● **PROBLEM STATEMENT**: Rewrite the stretch of the listing from the line containing "drop a point: the bird's foot" through the end of the listing, keeping every request line. Shift each answer point by adding 64 to both of its coordinates.

● **INPUT ROWS**:
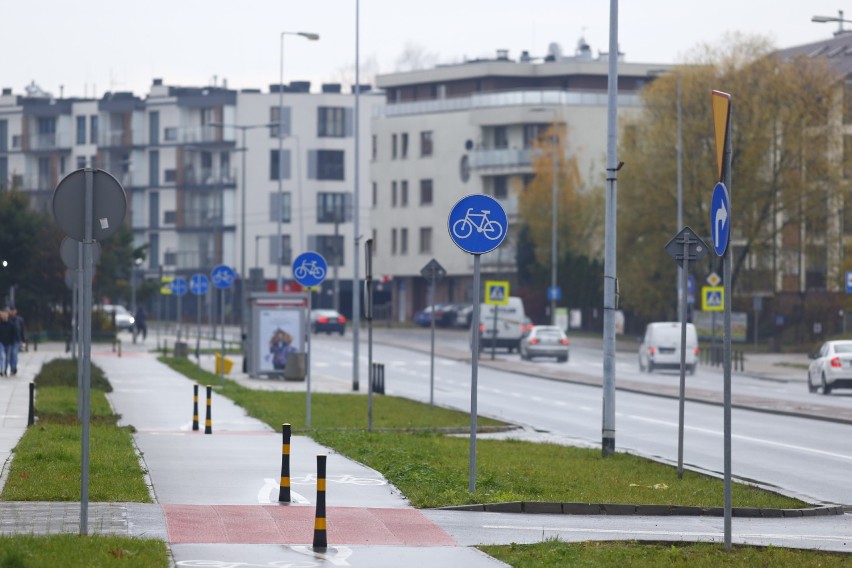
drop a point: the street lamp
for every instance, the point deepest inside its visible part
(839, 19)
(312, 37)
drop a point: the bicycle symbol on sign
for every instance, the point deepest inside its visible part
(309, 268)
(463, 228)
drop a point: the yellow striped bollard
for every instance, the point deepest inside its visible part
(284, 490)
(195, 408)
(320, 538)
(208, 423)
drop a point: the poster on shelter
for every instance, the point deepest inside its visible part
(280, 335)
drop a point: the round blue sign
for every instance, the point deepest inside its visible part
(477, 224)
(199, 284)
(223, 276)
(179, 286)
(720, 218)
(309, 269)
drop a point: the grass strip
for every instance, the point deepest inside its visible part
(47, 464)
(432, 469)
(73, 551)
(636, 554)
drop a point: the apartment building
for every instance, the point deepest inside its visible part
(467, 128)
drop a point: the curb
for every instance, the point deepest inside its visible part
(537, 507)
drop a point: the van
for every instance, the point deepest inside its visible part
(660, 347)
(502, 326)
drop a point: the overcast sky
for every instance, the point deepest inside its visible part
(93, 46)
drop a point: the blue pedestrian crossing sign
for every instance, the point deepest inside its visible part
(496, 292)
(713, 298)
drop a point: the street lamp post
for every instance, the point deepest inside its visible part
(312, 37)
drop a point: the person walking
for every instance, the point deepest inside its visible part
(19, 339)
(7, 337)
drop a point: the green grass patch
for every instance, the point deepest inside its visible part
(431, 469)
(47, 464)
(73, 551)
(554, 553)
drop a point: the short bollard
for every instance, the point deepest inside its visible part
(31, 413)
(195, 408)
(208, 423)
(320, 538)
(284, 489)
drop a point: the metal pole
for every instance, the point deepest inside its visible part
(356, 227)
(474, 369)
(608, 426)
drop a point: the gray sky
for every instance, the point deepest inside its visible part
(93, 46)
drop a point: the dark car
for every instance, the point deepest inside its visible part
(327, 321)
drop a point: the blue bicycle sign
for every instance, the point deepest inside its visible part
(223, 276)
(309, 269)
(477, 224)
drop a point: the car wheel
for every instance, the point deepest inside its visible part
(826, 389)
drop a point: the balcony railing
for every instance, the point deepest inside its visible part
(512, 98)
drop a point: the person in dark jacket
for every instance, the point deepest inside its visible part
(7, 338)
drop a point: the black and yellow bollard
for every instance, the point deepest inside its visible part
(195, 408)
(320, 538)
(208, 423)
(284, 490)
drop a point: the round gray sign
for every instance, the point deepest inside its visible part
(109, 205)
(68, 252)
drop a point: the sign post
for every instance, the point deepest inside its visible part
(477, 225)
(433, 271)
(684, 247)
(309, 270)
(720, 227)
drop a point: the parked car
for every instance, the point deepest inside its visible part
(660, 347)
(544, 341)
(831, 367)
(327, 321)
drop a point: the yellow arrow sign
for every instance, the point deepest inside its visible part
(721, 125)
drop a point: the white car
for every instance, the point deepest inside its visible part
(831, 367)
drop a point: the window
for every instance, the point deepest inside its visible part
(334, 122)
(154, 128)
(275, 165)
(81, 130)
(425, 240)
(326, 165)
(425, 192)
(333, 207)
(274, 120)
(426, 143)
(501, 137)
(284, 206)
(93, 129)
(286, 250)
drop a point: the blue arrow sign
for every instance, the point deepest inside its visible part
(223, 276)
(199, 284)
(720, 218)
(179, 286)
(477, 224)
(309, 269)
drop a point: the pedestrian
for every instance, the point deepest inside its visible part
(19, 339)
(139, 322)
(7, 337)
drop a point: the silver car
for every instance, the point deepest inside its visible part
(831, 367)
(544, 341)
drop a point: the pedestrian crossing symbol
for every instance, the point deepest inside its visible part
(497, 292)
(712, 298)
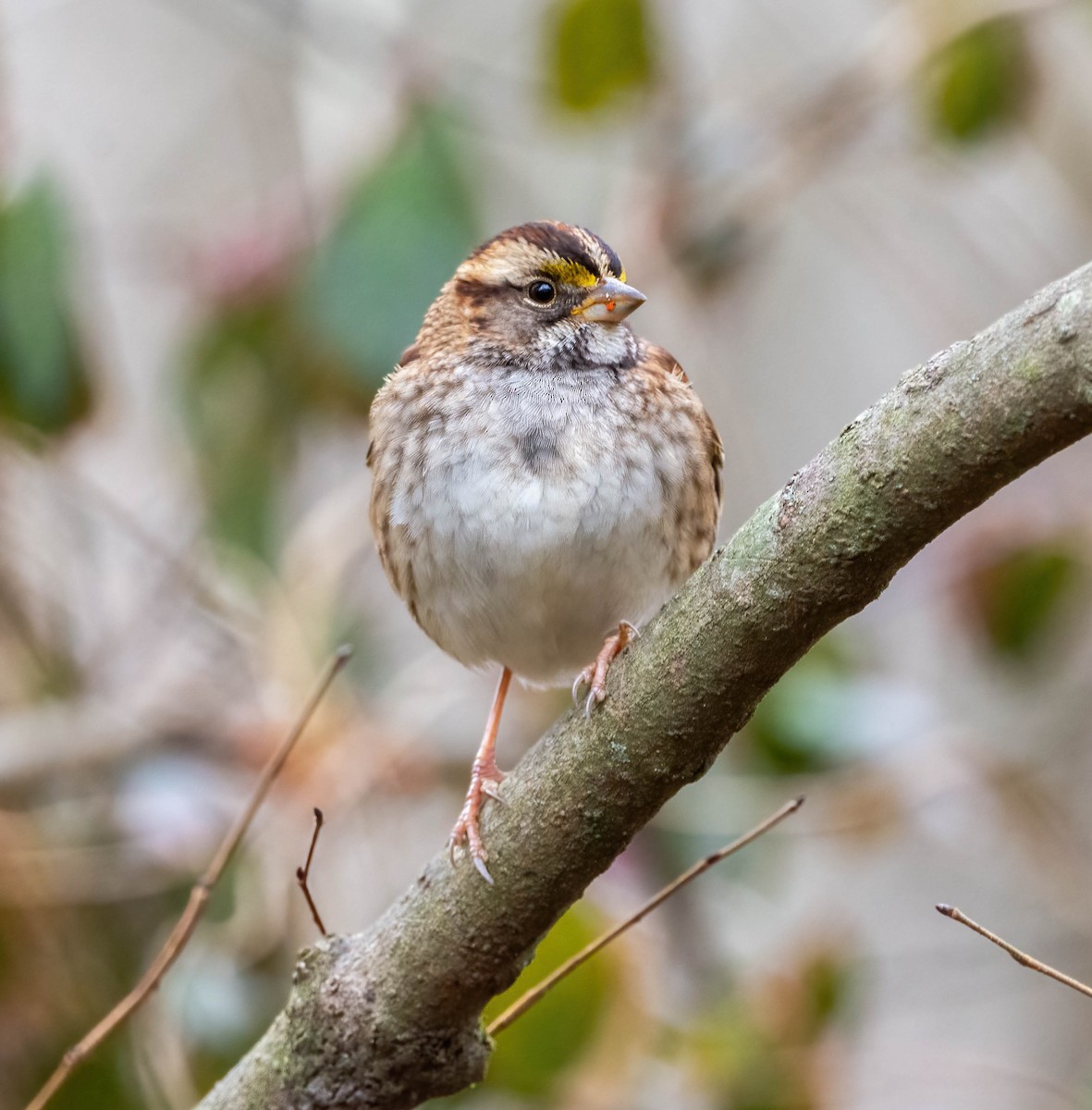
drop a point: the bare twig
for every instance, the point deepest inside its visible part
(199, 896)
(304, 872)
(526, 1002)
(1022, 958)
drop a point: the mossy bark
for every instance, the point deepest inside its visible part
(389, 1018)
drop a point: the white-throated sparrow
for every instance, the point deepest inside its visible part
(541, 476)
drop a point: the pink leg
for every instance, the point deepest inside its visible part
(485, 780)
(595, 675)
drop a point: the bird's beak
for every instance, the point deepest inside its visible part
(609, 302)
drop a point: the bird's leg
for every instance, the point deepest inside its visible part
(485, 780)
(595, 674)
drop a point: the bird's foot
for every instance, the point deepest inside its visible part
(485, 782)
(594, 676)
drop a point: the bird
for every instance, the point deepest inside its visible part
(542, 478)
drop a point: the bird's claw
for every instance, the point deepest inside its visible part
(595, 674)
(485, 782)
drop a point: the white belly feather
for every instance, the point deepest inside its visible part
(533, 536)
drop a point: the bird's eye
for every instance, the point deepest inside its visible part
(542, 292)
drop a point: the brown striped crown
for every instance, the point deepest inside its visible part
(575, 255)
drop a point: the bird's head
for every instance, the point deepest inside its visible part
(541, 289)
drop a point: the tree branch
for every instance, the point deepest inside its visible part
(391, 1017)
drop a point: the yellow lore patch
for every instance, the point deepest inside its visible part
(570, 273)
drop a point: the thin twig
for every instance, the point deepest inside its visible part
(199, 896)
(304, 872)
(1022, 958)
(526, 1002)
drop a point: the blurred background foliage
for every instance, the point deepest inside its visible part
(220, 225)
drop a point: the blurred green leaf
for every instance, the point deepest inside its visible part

● **OUTPUT OF THE EXERCISE**:
drop a point: the bird's foot
for every instance, the point deepest inside its visible part
(549, 846)
(658, 740)
drop a point: the bird
for every instance, the point deepest inside its visible part
(606, 542)
drop a point: the bird's claw
for every instance, the point deepest inside its visible part
(659, 738)
(549, 846)
drop a point: the white belly feather
for every instance, the point deepest inside its visible part
(597, 600)
drop a point: the bird's eye
for every instance, the point deepest inside its visible part
(606, 356)
drop a point: the brown striped crown
for every instance, the point deepest inside its visible part
(639, 319)
drop a point: the bird's head
for every instance, the point deepest inside its visible part
(605, 353)
drop a point: the tree branch
for every instance, the point deepest inside its visible part
(455, 1081)
drop a point: the yellow lore patch
for every instance, the point deepest inside its visible part
(634, 337)
drop a point: the thin twig
for every instance, the point deepest inside its visible part
(263, 960)
(368, 936)
(1086, 1022)
(590, 1066)
drop a point: the blurred background foliage
for every instance, the point deepest inside its visible part
(284, 289)
drop a point: the blurred green leaf
for every instance, the point deepest inside its visible part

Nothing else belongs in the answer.